(Beginning of Text provided)

By Rick Carson
As a child from suburban Chicago, I spent many enjoyable summer weeks on the Island in the early 1950s with my fishing-loving dad (and sometimes mom) at Cedar Lodge on West Harbor operated by Fred and Lil Dale, partaking of fun times with other kids and the great meals prepared by Lil. In 1975, my parents and I made a brief return trip to see if and how the Island had changed. To our delight — not much.
Having lived in Florida for the past 23 few years, I’ve felt drawn for a long overdue visit, motivated in part by church friends and one-time Islanders Les Briesemeister and former wife, Marlyn. This became the year, when I spent the first week in October back on the Island. Verdict: a thumbs up pure delight.
It often was a time of sharing my own Island stories and memories with those I met. These new friends included: Pamela Jean Young of the Jackson Harbor Inn (where I stayed) and her father, Larry; Jeannie, the docent at the Jacobsen Museum; Melinda, a waitperson at the Sailor’s Pub and Kate of Fiddler’s Green. Perhaps my most unexpected surprise was re-connecting with Linda Dale Henning (the daughter of Fred and Lil), whom I hadn’t seen for some 53 years, and her husband, Ken. I took my breakfasts and dinners at the Red Cup, Danish Mill, Nelsen’s Hall, Karly’s, Sailor’s Pub and Fiddler’s Green — each in their own way a definite treat.
Understandably, the Island has changed significantly from the place I had remembered but perhaps only superficially, mostly due to the many new and expensive homes. The people I encountered were, to a person, friendly and welcoming and eager to learn the reasons for my visit. Everyone seems to know everyone else, greeting on a first-name basis, which I saw demonstrated over and over in restaurants and shops. It still brings a smile to my face.
It didn’t take me long to adopt the two-fingers-raised-up-from-the-steering-wheel “hello” that just about every passing motorist exercises (and which I now need to un-learn because here where I live people would think I’m crazy). And there was the time I had trouble getting your bank’s ATM to cooperate for a withdrawal and the unexpected offer from a teller to work with me to get the cash I needed. I’m not sure a “stranger” would have found such a helping hand at most other banks.

(End of Text provided)

→ Exercise prompt: Reproduce word for word the part of the Island visit letter that runs from "By Rick Carson" up to and including "delight — not much.".

(Beginning of Dataset)

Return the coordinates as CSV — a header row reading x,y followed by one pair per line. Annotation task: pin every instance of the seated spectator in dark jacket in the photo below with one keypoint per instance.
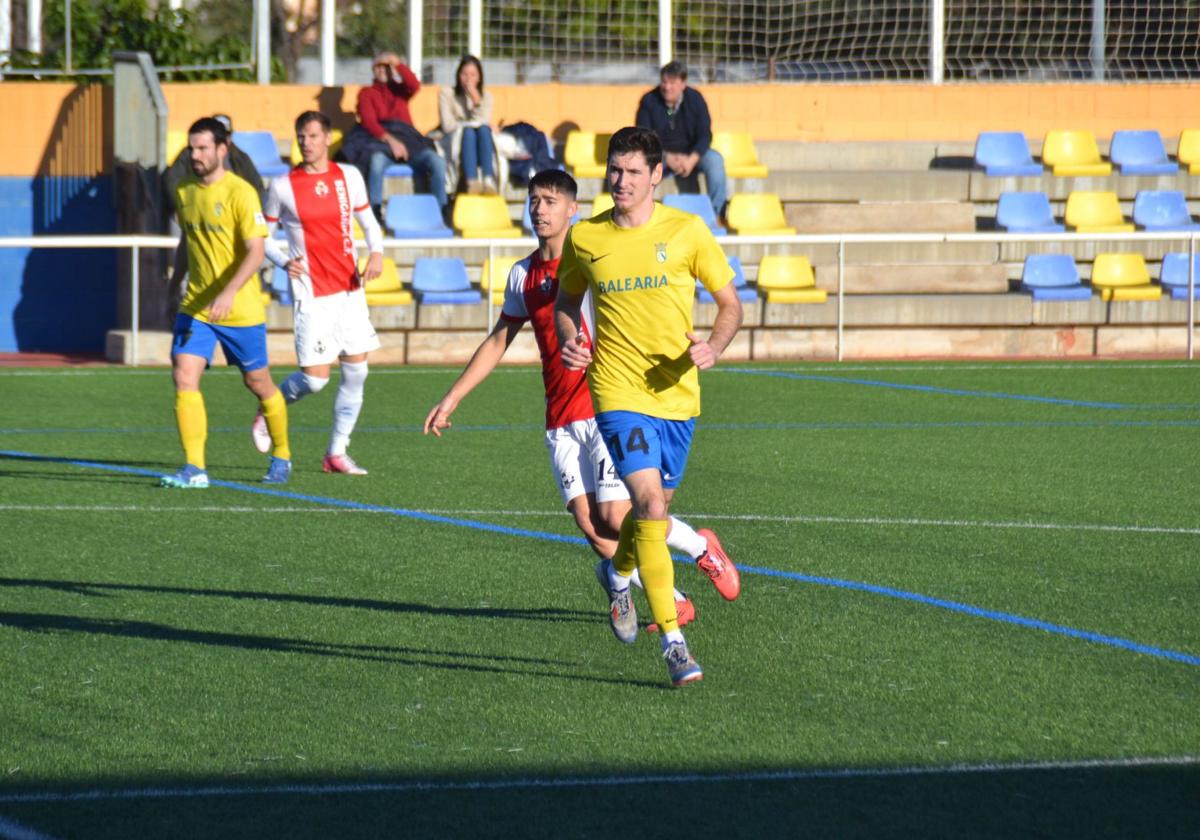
x,y
385,133
237,162
678,114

(End of Dataset)

→ Task result:
By Rick Carson
As a child from suburban Chicago, I spent many enjoyable summer weeks on the Island in the early 1950s with my fishing-loving dad (and sometimes mom) at Cedar Lodge on West Harbor operated by Fred and Lil Dale, partaking of fun times with other kids and the great meals prepared by Lil. In 1975, my parents and I made a brief return trip to see if and how the Island had changed. To our delight — not much.